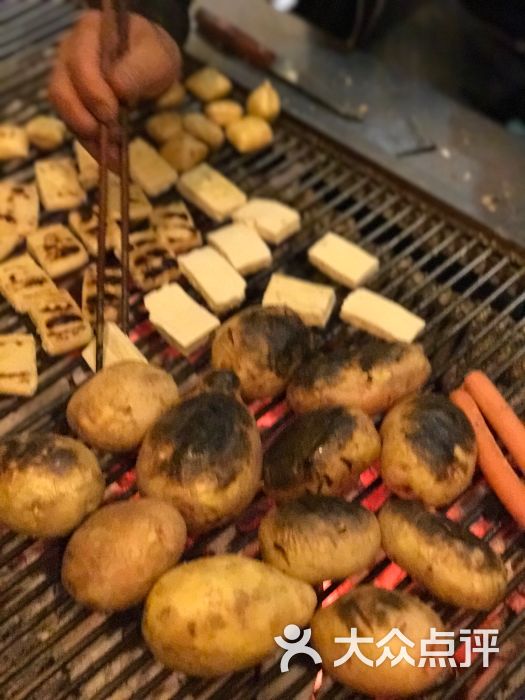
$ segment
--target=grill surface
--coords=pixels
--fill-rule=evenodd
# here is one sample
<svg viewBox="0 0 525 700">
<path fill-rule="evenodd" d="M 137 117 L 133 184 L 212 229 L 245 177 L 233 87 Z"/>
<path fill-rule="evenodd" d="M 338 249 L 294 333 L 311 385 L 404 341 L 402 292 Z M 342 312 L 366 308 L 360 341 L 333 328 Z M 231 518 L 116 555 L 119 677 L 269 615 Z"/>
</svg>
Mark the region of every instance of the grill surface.
<svg viewBox="0 0 525 700">
<path fill-rule="evenodd" d="M 42 89 L 49 69 L 52 38 L 74 17 L 73 4 L 5 1 L 0 8 L 0 121 L 23 121 L 46 109 Z M 28 45 L 32 44 L 31 48 Z M 9 54 L 11 54 L 9 56 Z M 7 57 L 7 58 L 6 58 Z M 140 131 L 141 120 L 137 120 Z M 425 349 L 433 364 L 433 388 L 449 391 L 469 368 L 480 367 L 498 382 L 515 408 L 525 410 L 525 255 L 458 225 L 439 208 L 400 189 L 372 166 L 283 118 L 269 151 L 243 157 L 224 149 L 219 167 L 250 195 L 276 196 L 299 209 L 302 232 L 275 253 L 272 271 L 322 279 L 308 265 L 306 250 L 327 230 L 336 231 L 376 253 L 381 270 L 371 287 L 423 316 Z M 7 166 L 5 173 L 26 179 L 30 164 Z M 199 219 L 199 216 L 197 215 Z M 209 228 L 199 219 L 204 230 Z M 249 302 L 261 297 L 271 271 L 249 280 Z M 78 279 L 66 280 L 78 290 Z M 339 289 L 340 300 L 344 290 Z M 190 361 L 167 348 L 146 320 L 141 297 L 132 297 L 132 323 L 138 347 L 169 370 L 179 384 L 192 381 L 208 363 L 201 351 Z M 24 328 L 26 320 L 0 302 L 0 332 Z M 344 342 L 351 331 L 333 320 L 319 348 Z M 78 356 L 51 360 L 39 351 L 37 396 L 22 402 L 0 400 L 0 436 L 24 430 L 65 431 L 64 408 L 87 373 Z M 263 441 L 287 420 L 282 399 L 253 407 Z M 102 456 L 108 500 L 135 492 L 133 463 Z M 356 498 L 376 510 L 386 492 L 374 470 L 362 479 Z M 196 542 L 187 558 L 213 552 L 253 555 L 259 518 L 268 504 L 260 498 L 236 525 Z M 501 552 L 509 569 L 506 601 L 490 615 L 432 602 L 397 567 L 381 560 L 363 579 L 416 592 L 431 602 L 448 629 L 499 627 L 500 654 L 479 677 L 481 659 L 462 669 L 431 697 L 525 697 L 525 538 L 479 476 L 450 508 L 459 519 Z M 62 542 L 33 542 L 0 530 L 0 697 L 38 698 L 210 698 L 288 700 L 311 697 L 317 674 L 296 663 L 281 676 L 278 655 L 262 668 L 217 681 L 187 680 L 157 663 L 140 638 L 140 611 L 106 617 L 76 605 L 60 585 Z M 355 583 L 352 581 L 351 583 Z M 336 596 L 349 582 L 323 591 Z M 473 685 L 476 683 L 476 685 Z M 325 679 L 317 697 L 352 695 Z"/>
</svg>

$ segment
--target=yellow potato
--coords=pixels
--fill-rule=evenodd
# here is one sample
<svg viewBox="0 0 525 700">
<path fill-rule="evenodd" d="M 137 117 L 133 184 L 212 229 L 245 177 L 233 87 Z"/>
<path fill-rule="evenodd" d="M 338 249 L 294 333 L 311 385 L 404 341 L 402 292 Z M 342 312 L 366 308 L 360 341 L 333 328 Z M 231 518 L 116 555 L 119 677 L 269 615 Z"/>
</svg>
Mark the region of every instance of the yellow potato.
<svg viewBox="0 0 525 700">
<path fill-rule="evenodd" d="M 160 149 L 160 155 L 175 168 L 178 173 L 186 173 L 203 160 L 206 160 L 210 149 L 191 134 L 183 131 L 171 138 Z"/>
<path fill-rule="evenodd" d="M 152 588 L 142 631 L 156 658 L 192 676 L 221 676 L 277 650 L 287 625 L 305 626 L 316 606 L 308 584 L 237 555 L 196 559 Z"/>
<path fill-rule="evenodd" d="M 186 88 L 182 83 L 173 83 L 166 92 L 158 98 L 156 105 L 159 109 L 178 107 L 186 99 Z"/>
<path fill-rule="evenodd" d="M 74 533 L 62 583 L 78 602 L 110 612 L 137 605 L 180 559 L 186 525 L 169 503 L 154 498 L 112 503 Z"/>
<path fill-rule="evenodd" d="M 201 102 L 220 100 L 233 89 L 231 80 L 216 68 L 201 68 L 186 80 L 186 87 Z"/>
<path fill-rule="evenodd" d="M 157 143 L 166 143 L 182 133 L 182 117 L 176 112 L 159 112 L 147 120 L 146 131 Z"/>
<path fill-rule="evenodd" d="M 272 127 L 260 117 L 243 117 L 226 129 L 228 141 L 239 153 L 266 148 L 273 141 Z"/>
<path fill-rule="evenodd" d="M 223 128 L 238 121 L 244 114 L 242 105 L 235 100 L 216 100 L 206 105 L 204 111 L 208 119 Z"/>
<path fill-rule="evenodd" d="M 248 114 L 261 117 L 268 122 L 277 119 L 281 112 L 281 98 L 269 80 L 265 80 L 248 96 Z"/>
<path fill-rule="evenodd" d="M 204 114 L 192 112 L 185 114 L 182 123 L 186 131 L 199 141 L 203 141 L 211 149 L 216 150 L 224 143 L 224 132 Z"/>
</svg>

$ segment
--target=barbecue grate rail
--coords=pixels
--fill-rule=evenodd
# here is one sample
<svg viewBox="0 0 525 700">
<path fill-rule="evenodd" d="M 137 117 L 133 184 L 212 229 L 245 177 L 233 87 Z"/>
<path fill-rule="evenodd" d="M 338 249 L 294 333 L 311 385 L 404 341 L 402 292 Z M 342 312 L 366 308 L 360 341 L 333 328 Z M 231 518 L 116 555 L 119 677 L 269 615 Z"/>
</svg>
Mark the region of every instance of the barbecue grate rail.
<svg viewBox="0 0 525 700">
<path fill-rule="evenodd" d="M 44 79 L 51 45 L 78 11 L 78 3 L 53 0 L 4 0 L 0 8 L 0 120 L 24 121 L 48 109 Z M 142 115 L 143 116 L 143 115 Z M 139 132 L 143 119 L 136 115 Z M 36 154 L 33 154 L 36 156 Z M 393 179 L 363 164 L 325 139 L 283 118 L 268 151 L 239 156 L 224 149 L 213 164 L 250 195 L 277 196 L 301 211 L 301 233 L 280 246 L 270 271 L 249 280 L 248 302 L 261 297 L 271 272 L 285 271 L 322 280 L 308 264 L 306 251 L 328 230 L 378 254 L 380 272 L 371 287 L 422 315 L 423 336 L 433 364 L 433 386 L 449 391 L 465 371 L 481 367 L 498 382 L 515 408 L 525 412 L 525 254 L 459 223 L 439 206 L 428 204 Z M 7 165 L 4 174 L 27 179 L 31 164 Z M 197 214 L 203 230 L 209 222 Z M 78 290 L 78 277 L 66 284 Z M 339 299 L 344 290 L 338 289 Z M 206 369 L 209 353 L 190 360 L 177 355 L 147 321 L 142 297 L 131 299 L 133 337 L 153 363 L 165 367 L 179 384 L 194 381 Z M 0 302 L 0 332 L 26 327 L 26 319 Z M 353 333 L 337 319 L 318 337 L 319 348 L 345 342 Z M 40 384 L 30 401 L 0 400 L 0 436 L 16 432 L 67 429 L 64 408 L 87 376 L 78 356 L 52 360 L 39 349 Z M 288 419 L 282 400 L 253 406 L 263 441 Z M 107 499 L 135 492 L 133 462 L 102 456 Z M 367 506 L 380 507 L 386 492 L 370 470 L 356 492 Z M 197 541 L 187 558 L 204 553 L 256 554 L 256 529 L 267 508 L 261 497 L 235 525 Z M 480 659 L 462 669 L 429 698 L 525 697 L 525 538 L 479 477 L 453 504 L 461 520 L 500 551 L 510 572 L 505 603 L 487 614 L 438 604 L 387 560 L 363 579 L 414 591 L 442 615 L 449 629 L 499 627 L 501 654 L 480 678 Z M 38 698 L 199 698 L 207 700 L 292 700 L 310 698 L 317 670 L 295 664 L 281 675 L 278 655 L 262 667 L 216 681 L 186 679 L 157 664 L 140 638 L 139 611 L 107 617 L 76 605 L 60 585 L 61 542 L 33 542 L 0 530 L 0 697 Z M 355 582 L 354 582 L 355 583 Z M 323 591 L 336 596 L 345 582 Z M 488 677 L 488 680 L 487 680 Z M 472 684 L 477 683 L 472 690 Z M 474 694 L 472 694 L 474 693 Z M 322 700 L 358 698 L 348 689 L 322 683 Z"/>
</svg>

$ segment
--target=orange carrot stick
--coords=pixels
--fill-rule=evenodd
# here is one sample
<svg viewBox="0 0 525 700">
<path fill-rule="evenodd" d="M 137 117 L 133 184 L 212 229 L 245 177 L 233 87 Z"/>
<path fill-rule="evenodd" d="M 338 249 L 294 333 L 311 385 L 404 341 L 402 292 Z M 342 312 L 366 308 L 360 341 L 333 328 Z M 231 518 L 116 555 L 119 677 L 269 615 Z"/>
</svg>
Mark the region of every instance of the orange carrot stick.
<svg viewBox="0 0 525 700">
<path fill-rule="evenodd" d="M 478 464 L 496 496 L 516 522 L 525 528 L 525 482 L 505 459 L 474 399 L 464 389 L 453 391 L 450 400 L 467 416 L 478 443 Z"/>
<path fill-rule="evenodd" d="M 525 473 L 525 425 L 483 372 L 471 372 L 464 387 Z"/>
</svg>

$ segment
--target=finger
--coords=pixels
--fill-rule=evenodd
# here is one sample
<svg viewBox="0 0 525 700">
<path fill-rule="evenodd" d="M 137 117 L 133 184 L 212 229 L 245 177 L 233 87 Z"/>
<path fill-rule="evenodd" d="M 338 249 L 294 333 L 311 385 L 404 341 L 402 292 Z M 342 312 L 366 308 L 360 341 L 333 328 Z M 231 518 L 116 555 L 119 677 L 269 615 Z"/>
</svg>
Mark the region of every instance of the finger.
<svg viewBox="0 0 525 700">
<path fill-rule="evenodd" d="M 96 137 L 98 122 L 82 104 L 64 64 L 60 61 L 53 69 L 48 96 L 71 131 L 85 139 Z"/>
<path fill-rule="evenodd" d="M 82 139 L 82 145 L 91 153 L 93 158 L 100 163 L 100 143 L 98 139 Z M 120 171 L 120 147 L 118 143 L 110 141 L 108 148 L 108 165 L 115 173 Z"/>
</svg>

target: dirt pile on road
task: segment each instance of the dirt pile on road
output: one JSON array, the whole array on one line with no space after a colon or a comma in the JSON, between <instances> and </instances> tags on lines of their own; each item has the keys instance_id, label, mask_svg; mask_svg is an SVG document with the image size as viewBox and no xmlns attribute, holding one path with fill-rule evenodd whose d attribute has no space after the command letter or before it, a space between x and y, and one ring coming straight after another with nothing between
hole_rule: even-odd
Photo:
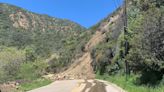
<instances>
[{"instance_id":1,"label":"dirt pile on road","mask_svg":"<svg viewBox=\"0 0 164 92\"><path fill-rule=\"evenodd\" d=\"M87 52L79 58L79 63L71 66L68 70L63 73L57 74L54 78L56 80L62 79L93 79L95 77L92 66L91 66L91 56Z\"/></svg>"},{"instance_id":2,"label":"dirt pile on road","mask_svg":"<svg viewBox=\"0 0 164 92\"><path fill-rule=\"evenodd\" d=\"M95 31L95 34L91 37L88 43L85 45L83 55L76 59L74 63L64 72L54 74L49 77L53 80L64 80L64 79L93 79L95 74L91 65L91 50L100 42L104 41L106 32L110 31L110 26L118 19L119 15L111 17L108 22L102 23L99 28Z\"/></svg>"},{"instance_id":3,"label":"dirt pile on road","mask_svg":"<svg viewBox=\"0 0 164 92\"><path fill-rule=\"evenodd\" d=\"M75 60L75 63L66 71L56 74L55 80L63 79L94 79L95 74L92 68L91 49L99 44L105 38L105 34L97 31L92 38L85 45L85 52L83 55Z\"/></svg>"}]
</instances>

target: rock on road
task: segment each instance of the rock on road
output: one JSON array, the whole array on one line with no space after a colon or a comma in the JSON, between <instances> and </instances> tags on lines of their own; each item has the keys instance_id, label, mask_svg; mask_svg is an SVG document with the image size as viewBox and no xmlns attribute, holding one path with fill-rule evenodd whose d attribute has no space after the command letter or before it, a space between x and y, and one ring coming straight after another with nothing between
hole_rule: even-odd
<instances>
[{"instance_id":1,"label":"rock on road","mask_svg":"<svg viewBox=\"0 0 164 92\"><path fill-rule=\"evenodd\" d=\"M125 92L102 80L62 80L28 92Z\"/></svg>"}]
</instances>

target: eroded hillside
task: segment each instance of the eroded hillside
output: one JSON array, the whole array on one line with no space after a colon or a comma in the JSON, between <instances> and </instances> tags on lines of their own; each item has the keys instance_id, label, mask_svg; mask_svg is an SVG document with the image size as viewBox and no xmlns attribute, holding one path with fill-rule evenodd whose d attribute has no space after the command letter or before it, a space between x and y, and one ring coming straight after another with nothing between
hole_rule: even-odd
<instances>
[{"instance_id":1,"label":"eroded hillside","mask_svg":"<svg viewBox=\"0 0 164 92\"><path fill-rule=\"evenodd\" d=\"M114 79L131 73L130 85L137 84L137 90L143 84L163 86L164 2L132 0L127 6L125 35L124 6L86 31L68 20L0 4L0 83L93 79L95 74Z\"/></svg>"},{"instance_id":2,"label":"eroded hillside","mask_svg":"<svg viewBox=\"0 0 164 92\"><path fill-rule=\"evenodd\" d=\"M88 40L83 48L83 54L81 57L74 60L74 63L64 72L59 74L54 74L50 77L55 80L63 80L63 79L94 79L94 64L95 61L92 58L92 50L96 48L97 45L106 41L107 33L113 33L119 35L120 32L115 32L116 26L120 26L122 22L122 14L123 11L120 9L116 14L109 16L105 21L102 21L100 25L94 30L94 34ZM120 24L120 25L118 25ZM117 27L116 27L117 28ZM117 37L116 37L117 39Z\"/></svg>"},{"instance_id":3,"label":"eroded hillside","mask_svg":"<svg viewBox=\"0 0 164 92\"><path fill-rule=\"evenodd\" d=\"M82 31L84 27L69 20L39 15L16 6L0 3L1 27L28 31ZM13 29L13 30L14 30Z\"/></svg>"},{"instance_id":4,"label":"eroded hillside","mask_svg":"<svg viewBox=\"0 0 164 92\"><path fill-rule=\"evenodd\" d=\"M82 53L89 35L72 21L0 3L0 82L64 70Z\"/></svg>"}]
</instances>

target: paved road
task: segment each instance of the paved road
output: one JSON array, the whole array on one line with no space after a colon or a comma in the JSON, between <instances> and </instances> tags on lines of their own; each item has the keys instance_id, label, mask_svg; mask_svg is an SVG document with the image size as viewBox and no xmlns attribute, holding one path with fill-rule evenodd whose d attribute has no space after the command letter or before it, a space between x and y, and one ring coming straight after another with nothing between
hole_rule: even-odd
<instances>
[{"instance_id":1,"label":"paved road","mask_svg":"<svg viewBox=\"0 0 164 92\"><path fill-rule=\"evenodd\" d=\"M124 92L102 80L63 80L28 92Z\"/></svg>"}]
</instances>

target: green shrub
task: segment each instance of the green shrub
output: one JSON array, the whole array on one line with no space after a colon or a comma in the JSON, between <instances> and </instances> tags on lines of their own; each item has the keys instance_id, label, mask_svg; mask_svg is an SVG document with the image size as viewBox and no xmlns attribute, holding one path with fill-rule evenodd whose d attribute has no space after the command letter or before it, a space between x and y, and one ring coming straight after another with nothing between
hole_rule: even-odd
<instances>
[{"instance_id":1,"label":"green shrub","mask_svg":"<svg viewBox=\"0 0 164 92\"><path fill-rule=\"evenodd\" d=\"M42 60L26 61L23 50L0 47L0 82L33 80L41 77L46 68Z\"/></svg>"},{"instance_id":2,"label":"green shrub","mask_svg":"<svg viewBox=\"0 0 164 92\"><path fill-rule=\"evenodd\" d=\"M25 61L25 52L16 48L0 47L0 81L13 80Z\"/></svg>"},{"instance_id":3,"label":"green shrub","mask_svg":"<svg viewBox=\"0 0 164 92\"><path fill-rule=\"evenodd\" d=\"M157 85L155 87L148 87L146 85L136 85L136 78L138 76L131 75L131 76L124 76L124 75L113 75L109 76L108 74L104 75L96 75L96 78L103 79L116 85L120 86L127 92L163 92L164 85Z\"/></svg>"},{"instance_id":4,"label":"green shrub","mask_svg":"<svg viewBox=\"0 0 164 92\"><path fill-rule=\"evenodd\" d=\"M37 79L37 80L33 80L32 82L27 82L27 83L23 83L20 85L20 90L22 91L29 91L35 88L39 88L42 86L46 86L48 84L50 84L52 81L51 80L47 80L47 79Z\"/></svg>"},{"instance_id":5,"label":"green shrub","mask_svg":"<svg viewBox=\"0 0 164 92\"><path fill-rule=\"evenodd\" d=\"M43 61L35 61L21 64L18 79L34 80L40 78L47 68L47 64Z\"/></svg>"}]
</instances>

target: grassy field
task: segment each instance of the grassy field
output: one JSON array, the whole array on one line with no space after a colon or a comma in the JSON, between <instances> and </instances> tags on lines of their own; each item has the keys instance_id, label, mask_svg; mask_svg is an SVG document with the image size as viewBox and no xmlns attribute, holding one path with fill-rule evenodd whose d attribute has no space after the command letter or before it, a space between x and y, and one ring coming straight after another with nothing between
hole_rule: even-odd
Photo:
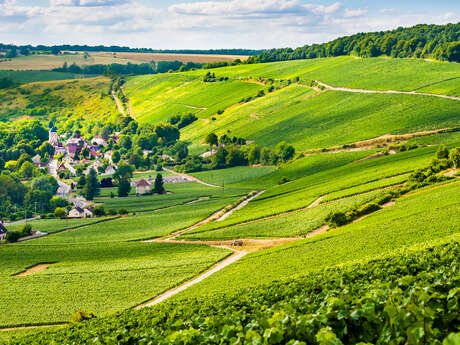
<instances>
[{"instance_id":1,"label":"grassy field","mask_svg":"<svg viewBox=\"0 0 460 345\"><path fill-rule=\"evenodd\" d=\"M326 267L372 260L458 233L460 182L407 195L363 220L295 244L247 255L184 296L235 291Z\"/></svg>"},{"instance_id":2,"label":"grassy field","mask_svg":"<svg viewBox=\"0 0 460 345\"><path fill-rule=\"evenodd\" d=\"M52 71L5 71L0 70L0 78L11 78L17 83L32 83L36 81L52 81L79 79L81 74L52 72Z\"/></svg>"},{"instance_id":3,"label":"grassy field","mask_svg":"<svg viewBox=\"0 0 460 345\"><path fill-rule=\"evenodd\" d=\"M160 122L185 113L216 116L242 98L256 96L263 86L238 80L204 83L198 77L161 74L132 77L125 89L138 121Z\"/></svg>"},{"instance_id":4,"label":"grassy field","mask_svg":"<svg viewBox=\"0 0 460 345\"><path fill-rule=\"evenodd\" d=\"M168 53L130 53L130 52L99 52L92 53L93 56L105 56L114 57L117 59L128 59L135 60L138 62L150 62L150 61L181 61L183 63L196 62L196 63L208 63L208 62L220 62L229 61L232 62L236 59L246 60L246 55L214 55L214 54L168 54Z\"/></svg>"},{"instance_id":5,"label":"grassy field","mask_svg":"<svg viewBox=\"0 0 460 345\"><path fill-rule=\"evenodd\" d=\"M57 236L56 236L57 237ZM107 315L195 276L228 251L159 243L8 245L0 248L0 325L67 322L78 309ZM46 270L16 277L26 267Z\"/></svg>"},{"instance_id":6,"label":"grassy field","mask_svg":"<svg viewBox=\"0 0 460 345\"><path fill-rule=\"evenodd\" d=\"M165 185L170 194L163 195L142 195L136 196L135 190L126 198L99 197L95 199L97 203L103 203L105 209L119 210L124 208L128 211L151 211L158 208L184 204L200 197L233 197L248 193L248 188L231 188L222 191L220 188L208 187L196 182L171 183ZM103 195L113 192L116 195L116 188L105 188Z\"/></svg>"},{"instance_id":7,"label":"grassy field","mask_svg":"<svg viewBox=\"0 0 460 345\"><path fill-rule=\"evenodd\" d=\"M74 229L93 223L99 223L101 221L105 221L106 219L112 218L113 217L83 219L37 219L29 221L27 223L32 226L32 230L52 234L66 229ZM22 226L24 226L24 223L12 224L8 226L8 230L15 231L21 228Z\"/></svg>"},{"instance_id":8,"label":"grassy field","mask_svg":"<svg viewBox=\"0 0 460 345\"><path fill-rule=\"evenodd\" d=\"M240 183L241 186L250 187L250 184L246 183L247 180L258 180L275 170L275 167L233 167L221 170L201 171L190 175L217 186Z\"/></svg>"},{"instance_id":9,"label":"grassy field","mask_svg":"<svg viewBox=\"0 0 460 345\"><path fill-rule=\"evenodd\" d=\"M0 90L0 118L55 115L56 126L68 131L82 121L94 125L102 119L114 120L119 113L115 102L108 96L109 87L109 78L98 77L36 82Z\"/></svg>"}]
</instances>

------------------------------------------------------------------------

### YOUR ASSIGNMENT:
Across the records above, show each line containing the word "task".

### FINISHED EXERCISE:
task: segment each instance of the dirt pile on road
task: segment each instance of the rock on road
task: segment each instance of the eroded hillside
task: segment each instance of the paved road
task: segment each instance of the green shrub
task: segment each instance of the grassy field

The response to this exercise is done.